- _Object pointing dataset rows_:
● ● ● ● ●

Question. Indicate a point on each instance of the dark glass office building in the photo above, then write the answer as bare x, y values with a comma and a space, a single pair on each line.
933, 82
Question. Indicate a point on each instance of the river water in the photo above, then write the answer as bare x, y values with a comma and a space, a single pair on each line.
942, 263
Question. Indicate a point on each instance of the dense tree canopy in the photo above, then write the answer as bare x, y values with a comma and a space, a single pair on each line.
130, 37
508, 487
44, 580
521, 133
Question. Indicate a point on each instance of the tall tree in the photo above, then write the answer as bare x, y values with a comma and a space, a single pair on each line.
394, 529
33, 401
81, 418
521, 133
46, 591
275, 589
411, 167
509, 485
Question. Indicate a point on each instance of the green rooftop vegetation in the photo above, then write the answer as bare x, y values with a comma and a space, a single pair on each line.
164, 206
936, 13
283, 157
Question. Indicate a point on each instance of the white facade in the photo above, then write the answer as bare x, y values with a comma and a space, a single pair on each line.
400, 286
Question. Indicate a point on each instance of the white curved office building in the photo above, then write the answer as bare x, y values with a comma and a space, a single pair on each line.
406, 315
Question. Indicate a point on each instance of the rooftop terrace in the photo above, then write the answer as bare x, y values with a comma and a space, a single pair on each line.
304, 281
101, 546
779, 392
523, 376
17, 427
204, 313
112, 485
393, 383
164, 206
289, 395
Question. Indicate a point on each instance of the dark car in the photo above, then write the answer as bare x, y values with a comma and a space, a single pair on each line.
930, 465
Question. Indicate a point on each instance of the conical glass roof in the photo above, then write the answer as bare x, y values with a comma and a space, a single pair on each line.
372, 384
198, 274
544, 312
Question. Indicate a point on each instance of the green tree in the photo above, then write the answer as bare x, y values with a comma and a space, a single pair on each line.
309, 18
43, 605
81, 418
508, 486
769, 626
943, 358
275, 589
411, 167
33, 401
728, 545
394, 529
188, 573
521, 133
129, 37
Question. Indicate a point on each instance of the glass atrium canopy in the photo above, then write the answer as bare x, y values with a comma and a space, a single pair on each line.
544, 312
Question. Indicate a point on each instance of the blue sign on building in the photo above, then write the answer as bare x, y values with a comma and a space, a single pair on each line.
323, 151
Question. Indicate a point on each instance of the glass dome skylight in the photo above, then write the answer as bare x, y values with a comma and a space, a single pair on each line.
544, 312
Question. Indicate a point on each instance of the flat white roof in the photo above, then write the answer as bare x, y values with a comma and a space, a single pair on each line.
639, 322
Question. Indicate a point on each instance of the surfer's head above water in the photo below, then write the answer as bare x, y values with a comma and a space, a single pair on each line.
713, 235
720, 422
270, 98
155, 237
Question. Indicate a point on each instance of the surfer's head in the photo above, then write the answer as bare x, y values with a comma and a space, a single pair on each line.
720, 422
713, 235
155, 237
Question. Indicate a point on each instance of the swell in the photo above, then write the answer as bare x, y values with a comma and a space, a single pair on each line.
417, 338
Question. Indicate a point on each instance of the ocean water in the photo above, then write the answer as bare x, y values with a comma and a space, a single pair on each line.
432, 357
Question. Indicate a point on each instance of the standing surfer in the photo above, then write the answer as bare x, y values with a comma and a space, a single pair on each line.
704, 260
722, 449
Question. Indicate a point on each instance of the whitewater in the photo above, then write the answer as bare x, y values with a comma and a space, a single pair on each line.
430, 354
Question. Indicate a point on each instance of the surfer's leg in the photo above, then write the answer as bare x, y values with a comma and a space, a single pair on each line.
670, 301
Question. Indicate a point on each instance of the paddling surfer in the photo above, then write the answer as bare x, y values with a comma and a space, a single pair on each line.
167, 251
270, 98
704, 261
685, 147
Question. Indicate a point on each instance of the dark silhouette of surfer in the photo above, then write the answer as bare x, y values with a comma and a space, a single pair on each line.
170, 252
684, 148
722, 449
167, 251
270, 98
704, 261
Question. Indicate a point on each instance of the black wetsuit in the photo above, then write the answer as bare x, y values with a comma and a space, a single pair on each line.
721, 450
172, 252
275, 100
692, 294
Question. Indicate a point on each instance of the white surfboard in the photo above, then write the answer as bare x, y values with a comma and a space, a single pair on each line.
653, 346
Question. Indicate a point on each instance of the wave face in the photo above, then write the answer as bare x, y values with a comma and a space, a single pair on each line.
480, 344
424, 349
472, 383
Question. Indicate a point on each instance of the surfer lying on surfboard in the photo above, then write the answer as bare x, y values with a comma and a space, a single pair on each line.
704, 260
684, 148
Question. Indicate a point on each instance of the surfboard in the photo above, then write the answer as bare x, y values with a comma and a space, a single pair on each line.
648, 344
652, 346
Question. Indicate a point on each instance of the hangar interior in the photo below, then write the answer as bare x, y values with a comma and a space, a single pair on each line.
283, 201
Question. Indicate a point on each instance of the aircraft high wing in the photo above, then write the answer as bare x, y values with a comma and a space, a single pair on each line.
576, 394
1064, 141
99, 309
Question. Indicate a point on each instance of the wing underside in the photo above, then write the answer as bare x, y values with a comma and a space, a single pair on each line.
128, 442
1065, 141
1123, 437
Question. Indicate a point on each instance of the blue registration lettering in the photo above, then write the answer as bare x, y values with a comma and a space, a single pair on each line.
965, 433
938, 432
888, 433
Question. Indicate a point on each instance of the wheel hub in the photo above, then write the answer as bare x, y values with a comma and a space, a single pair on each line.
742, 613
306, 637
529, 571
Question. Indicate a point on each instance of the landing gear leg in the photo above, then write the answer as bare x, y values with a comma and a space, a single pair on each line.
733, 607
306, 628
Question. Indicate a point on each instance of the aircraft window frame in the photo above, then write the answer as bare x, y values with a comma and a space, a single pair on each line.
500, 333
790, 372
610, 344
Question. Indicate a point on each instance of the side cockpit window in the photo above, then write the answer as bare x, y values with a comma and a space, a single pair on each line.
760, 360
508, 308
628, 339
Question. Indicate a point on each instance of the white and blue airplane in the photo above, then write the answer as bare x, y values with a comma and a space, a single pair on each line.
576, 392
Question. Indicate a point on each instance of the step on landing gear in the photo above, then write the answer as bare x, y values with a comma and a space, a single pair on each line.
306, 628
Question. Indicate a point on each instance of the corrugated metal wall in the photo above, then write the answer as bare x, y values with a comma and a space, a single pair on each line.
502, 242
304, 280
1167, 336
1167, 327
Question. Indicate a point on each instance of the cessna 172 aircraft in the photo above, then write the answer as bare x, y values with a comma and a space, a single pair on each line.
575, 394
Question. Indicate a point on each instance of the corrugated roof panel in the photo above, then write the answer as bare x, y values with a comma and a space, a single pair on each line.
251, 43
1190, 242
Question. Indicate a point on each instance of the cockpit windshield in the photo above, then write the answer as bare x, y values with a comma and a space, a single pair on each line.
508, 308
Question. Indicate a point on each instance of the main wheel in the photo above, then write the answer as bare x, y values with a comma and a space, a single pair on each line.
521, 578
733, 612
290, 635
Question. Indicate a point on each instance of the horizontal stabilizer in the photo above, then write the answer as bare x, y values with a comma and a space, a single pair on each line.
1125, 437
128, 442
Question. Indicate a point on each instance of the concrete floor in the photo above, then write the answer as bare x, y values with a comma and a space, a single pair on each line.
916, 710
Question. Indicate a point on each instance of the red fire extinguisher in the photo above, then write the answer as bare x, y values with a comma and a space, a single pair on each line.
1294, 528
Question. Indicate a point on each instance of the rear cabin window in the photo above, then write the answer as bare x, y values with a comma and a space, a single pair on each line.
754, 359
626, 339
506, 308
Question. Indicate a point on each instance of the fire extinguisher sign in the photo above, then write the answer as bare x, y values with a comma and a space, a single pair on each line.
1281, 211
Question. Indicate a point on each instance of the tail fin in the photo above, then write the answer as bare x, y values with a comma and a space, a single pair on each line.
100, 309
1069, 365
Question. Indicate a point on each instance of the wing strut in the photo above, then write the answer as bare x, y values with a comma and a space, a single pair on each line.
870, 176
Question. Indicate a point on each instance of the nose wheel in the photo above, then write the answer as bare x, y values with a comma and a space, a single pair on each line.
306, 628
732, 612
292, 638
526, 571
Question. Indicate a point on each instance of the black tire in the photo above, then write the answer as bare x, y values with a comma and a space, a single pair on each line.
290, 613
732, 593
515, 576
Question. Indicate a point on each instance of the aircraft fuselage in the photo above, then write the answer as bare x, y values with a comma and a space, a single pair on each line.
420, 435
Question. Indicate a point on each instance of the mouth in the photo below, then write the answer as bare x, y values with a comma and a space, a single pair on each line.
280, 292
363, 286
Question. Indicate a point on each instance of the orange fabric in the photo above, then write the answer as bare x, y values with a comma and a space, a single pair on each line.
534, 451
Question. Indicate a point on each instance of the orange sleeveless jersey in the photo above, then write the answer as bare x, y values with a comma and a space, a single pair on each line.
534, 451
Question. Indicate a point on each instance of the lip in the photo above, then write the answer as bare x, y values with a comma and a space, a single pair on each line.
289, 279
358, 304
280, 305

● ● ● ● ●

- _Aim_:
Copy verbatim the lines of the material from the line containing "Question. Indicate a point on each instance of the tail" through the end of the material, including both.

- _Result of the exercise_:
Question. Indicate a point on each instance of the tail fin in the photo above, then write the answer as bare x, y values with a comma and a space, a single pair on each line.
100, 309
1069, 365
Question. Indicate a point on each instance of the wing strut in the photo above, then write the answer as bare x, y values with a comma and a space, a single pair on each line.
870, 176
Question. Indicate a point on each instance of the nose wheel in the photo above, then write the answer as bare x, y values with a comma and a space, a single pair on each line.
306, 628
732, 612
292, 638
526, 571
Question. Indicate a point on each instance of the black tire in the photo above, then write the answer as bare x, y values with a comma and a space, a single pair on each line.
290, 613
732, 593
515, 576
Question. Indicate a point on each instance of the aircraft fuselage in the photo above, then write the answer as bare x, y values with a comma and a space, a single pair on each line.
420, 435
Question. Indicate a point on each instance of the mouth in the photo below, then write the answer as bare x, y values with a comma and a space, a single pair on each line.
280, 292
363, 286
Question. Indicate a point on each instance of the orange fabric in the photo above, then write the answer as bare x, y values with a comma and a space, a single pair on each line.
534, 451
Question. Indicate a point on each instance of the orange sleeveless jersey in the photo above, then write the answer as bare x, y values with a comma and a space, a single pair on each line.
534, 451
Question. Indicate a point on each instance of the lip in the photo above, then write the answer as bare x, y values with a comma and a space, a single pair on each line.
289, 279
358, 304
280, 305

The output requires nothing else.